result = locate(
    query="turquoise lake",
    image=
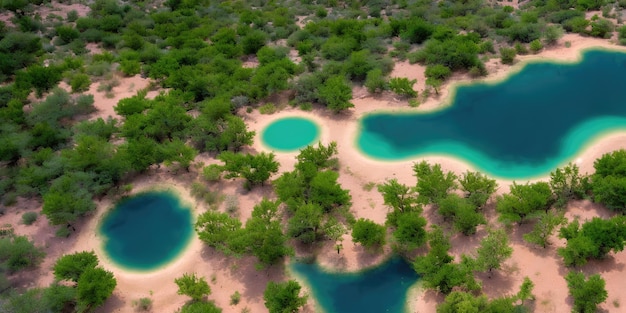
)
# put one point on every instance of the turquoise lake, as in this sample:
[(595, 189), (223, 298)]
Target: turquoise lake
[(146, 231), (525, 126), (290, 134), (380, 289)]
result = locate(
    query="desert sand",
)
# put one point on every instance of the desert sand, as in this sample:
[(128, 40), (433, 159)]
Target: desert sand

◇ ◇ ◇ ◇ ◇

## WHAT YOU HAVE TO DO
Reproduce the whole listing above, requests included but with the pictures left out, and shift every coordinate in the answers up by 83, leaving the numbers in the requests and their format samples unchanged.

## TASK OUTPUT
result = locate(
    query="turquoise lake",
    image=
)
# put one point on every instance of the turquoise lake, as in this sample:
[(595, 189), (223, 298)]
Target: turquoise lake
[(229, 314), (608, 209), (373, 217), (463, 372)]
result = locate(
    query="desert sand",
)
# put one point on every instance of the desert sand, as in this sample:
[(128, 40), (433, 159)]
Target: desert sand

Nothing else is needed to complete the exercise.